● **TRECHO EXIBIDO**:
·····

I - Introdução
A questão do reconhecimento legislativo do direito à legítima defesa, materializado na possibilidade de acesso legal a armas de fogo, vem sendo uma das pautas que permeiam os diversos debates no cenário político nacional.
Com efeito, o direito à vida, à dignidade, ao patrimônio e demais inerências da dignidade humana são garantias constitucionais cuja manutenção pode eventualmente depender, em última instância, da autodefesa que é materializada pelas armas de fogo. Essa razão já seria suficiente, por si só, para que não houvesse óbices legais e administrativos ao acesso às armas, cumpridos requisitos razoáveis.
Ademais, é estatisticamente comprovado que não há relação entre a posse legal de armas por civis e o aumento da criminalidade social e, na maioria dos casos, ocorre o contrário: quanto mais armas legais, menos criminalidade. Isso porque não são os cidadãos de bem proprietários de armas legalmente registradas que praticam crimes.
Há ainda divulgações infundadas sobre supostos número de mortes que a maior restrição às armas, cujo nexo de causalidade não se verifica. É impossível contabilizar mortes evitadas e quanto às que ocorreram sempre há um agente causador. Armas não atiram sozinhas. Desde a entrada em vigor do Estatuto, em 2003, o Brasil tem presenciado constante aumento de vítimas da violência.
O Estatuto do Desarmamento (Lei nº 10.826/03) traz diversas aberrações jurídicas e não atende aos anseios sociais. Porém, devido à opção da população pela não proibição do comércio de armas e munições no referendo de 2005, há a possibilidade legal de posse de armas, ainda que extremamente burocrática.
Todavia, a Administração Pública tem indeferido muitos pedidos de registros com base na análise da declaração de efetiva necessidade, que é um dos requisitos para a obtenção do registro da arma. A ilegalidade está no fato de que o legislador não atribuiu a isso caráter discricionário: a lei tão somente exige que o interessado declare. Para a concessão do porte da arma, que tem natureza jurídica de autorização, aí sim é exigida a demonstração de efetiva necessidade.

·····

● **DESAFIO 1**: Atualize o trecho do texto sobre o acesso legal a armas de fogo que vai de "Há ainda divulgações" a "que extremamente burocrática.", trocando "referendo" por "plebiscito".

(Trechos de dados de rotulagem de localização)
·····

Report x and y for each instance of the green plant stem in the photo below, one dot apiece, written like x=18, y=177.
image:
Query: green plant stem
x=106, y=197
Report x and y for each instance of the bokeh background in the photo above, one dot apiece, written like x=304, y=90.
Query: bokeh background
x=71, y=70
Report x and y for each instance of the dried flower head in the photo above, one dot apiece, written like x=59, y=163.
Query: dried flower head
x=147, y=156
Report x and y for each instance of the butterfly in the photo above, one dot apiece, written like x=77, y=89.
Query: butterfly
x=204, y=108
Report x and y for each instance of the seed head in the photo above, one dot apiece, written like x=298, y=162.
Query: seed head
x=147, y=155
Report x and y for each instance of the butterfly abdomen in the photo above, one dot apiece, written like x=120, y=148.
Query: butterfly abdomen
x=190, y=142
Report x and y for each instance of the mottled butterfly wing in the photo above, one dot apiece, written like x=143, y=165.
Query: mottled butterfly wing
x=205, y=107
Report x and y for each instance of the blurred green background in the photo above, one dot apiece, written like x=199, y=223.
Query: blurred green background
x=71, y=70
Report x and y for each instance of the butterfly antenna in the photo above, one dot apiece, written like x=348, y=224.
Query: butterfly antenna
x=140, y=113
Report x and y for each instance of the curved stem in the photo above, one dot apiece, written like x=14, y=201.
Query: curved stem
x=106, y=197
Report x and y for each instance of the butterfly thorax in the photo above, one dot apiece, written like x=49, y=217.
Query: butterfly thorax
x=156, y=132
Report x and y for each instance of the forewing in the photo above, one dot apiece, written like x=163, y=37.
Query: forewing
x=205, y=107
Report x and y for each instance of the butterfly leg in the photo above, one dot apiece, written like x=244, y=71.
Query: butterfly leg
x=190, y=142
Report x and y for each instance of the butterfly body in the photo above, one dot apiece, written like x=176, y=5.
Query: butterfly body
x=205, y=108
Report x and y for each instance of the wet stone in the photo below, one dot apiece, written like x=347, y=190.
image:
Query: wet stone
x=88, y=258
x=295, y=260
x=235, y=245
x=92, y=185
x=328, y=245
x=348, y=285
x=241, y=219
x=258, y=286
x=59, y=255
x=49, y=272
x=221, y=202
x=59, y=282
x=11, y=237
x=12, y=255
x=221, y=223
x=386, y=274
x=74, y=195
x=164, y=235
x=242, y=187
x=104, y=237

·····

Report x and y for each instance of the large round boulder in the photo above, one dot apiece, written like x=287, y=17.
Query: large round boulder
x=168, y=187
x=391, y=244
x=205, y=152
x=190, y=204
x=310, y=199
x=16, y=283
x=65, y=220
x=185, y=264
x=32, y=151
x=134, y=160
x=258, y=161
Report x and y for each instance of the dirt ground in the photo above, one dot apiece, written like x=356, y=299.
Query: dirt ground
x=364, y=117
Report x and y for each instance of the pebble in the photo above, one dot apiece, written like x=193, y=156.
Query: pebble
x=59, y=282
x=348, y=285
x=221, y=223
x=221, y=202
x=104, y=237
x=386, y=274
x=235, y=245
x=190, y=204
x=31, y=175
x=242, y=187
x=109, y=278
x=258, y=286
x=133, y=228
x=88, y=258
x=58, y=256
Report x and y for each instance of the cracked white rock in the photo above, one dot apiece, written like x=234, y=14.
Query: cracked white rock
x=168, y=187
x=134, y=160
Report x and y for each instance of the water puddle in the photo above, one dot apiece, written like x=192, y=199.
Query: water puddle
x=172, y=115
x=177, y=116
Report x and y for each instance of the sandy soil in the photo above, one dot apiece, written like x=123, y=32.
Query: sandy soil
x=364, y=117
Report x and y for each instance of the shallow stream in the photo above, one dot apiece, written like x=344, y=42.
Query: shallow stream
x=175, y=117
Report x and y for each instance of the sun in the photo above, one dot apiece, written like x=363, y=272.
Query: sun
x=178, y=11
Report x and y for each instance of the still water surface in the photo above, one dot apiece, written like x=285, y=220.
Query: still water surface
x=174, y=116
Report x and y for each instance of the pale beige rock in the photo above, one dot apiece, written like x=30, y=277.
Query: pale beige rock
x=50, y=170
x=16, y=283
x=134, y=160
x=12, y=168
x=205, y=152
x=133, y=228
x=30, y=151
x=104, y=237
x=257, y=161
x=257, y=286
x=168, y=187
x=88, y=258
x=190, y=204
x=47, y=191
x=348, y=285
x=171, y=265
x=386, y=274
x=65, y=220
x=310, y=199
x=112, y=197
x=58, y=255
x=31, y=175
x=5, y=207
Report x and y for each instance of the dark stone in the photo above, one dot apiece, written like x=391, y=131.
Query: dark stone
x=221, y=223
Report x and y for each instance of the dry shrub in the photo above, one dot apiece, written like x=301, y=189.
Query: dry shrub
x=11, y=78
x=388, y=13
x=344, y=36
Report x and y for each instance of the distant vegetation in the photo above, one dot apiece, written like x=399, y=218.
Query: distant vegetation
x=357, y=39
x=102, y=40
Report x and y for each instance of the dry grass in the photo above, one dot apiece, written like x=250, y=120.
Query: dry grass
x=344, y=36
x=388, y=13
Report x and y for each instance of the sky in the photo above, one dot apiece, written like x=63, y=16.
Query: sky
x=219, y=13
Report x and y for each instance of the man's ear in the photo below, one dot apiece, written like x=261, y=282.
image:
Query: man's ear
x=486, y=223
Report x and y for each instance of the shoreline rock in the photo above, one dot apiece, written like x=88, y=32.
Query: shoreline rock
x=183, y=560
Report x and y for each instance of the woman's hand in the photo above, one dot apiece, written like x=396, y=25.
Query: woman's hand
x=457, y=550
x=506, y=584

·····

● **DESAFIO 2**: Informe, copiando-as, todas as linhas da listagem que contêm a palavra "below".

● **SOLUÇÃO DO PROBLEMA 1**:
Há ainda divulgações infundadas sobre supostos número de mortes que a maior restrição às armas, cujo nexo de causalidade não se verifica. É impossível contabilizar mortes evitadas e quanto às que ocorreram sempre há um agente causador. Armas não atiram sozinhas. Desde a entrada em vigor do Estatuto, em 2003, o Brasil tem presenciado constante aumento de vítimas da violência.
O Estatuto do Desarmamento (Lei nº 10.826/03) traz diversas aberrações jurídicas e não atende aos anseios sociais. Porém, devido à opção da população pela não proibição do comércio de armas e munições no plebiscito de 2005, há a possibilidade legal de posse de armas, ainda que extremamente burocrática.

● **SOLUÇÃO DO PROBLEMA 2**:
Report x and y for each instance of the green plant stem in the photo below, one dot apiece, written like x=18, y=177.
Report x and y for each instance of the wet stone in the photo below, one dot apiece, written like x=347, y=190.
Report x and y for each instance of the man's ear in the photo below, one dot apiece, written like x=261, y=282.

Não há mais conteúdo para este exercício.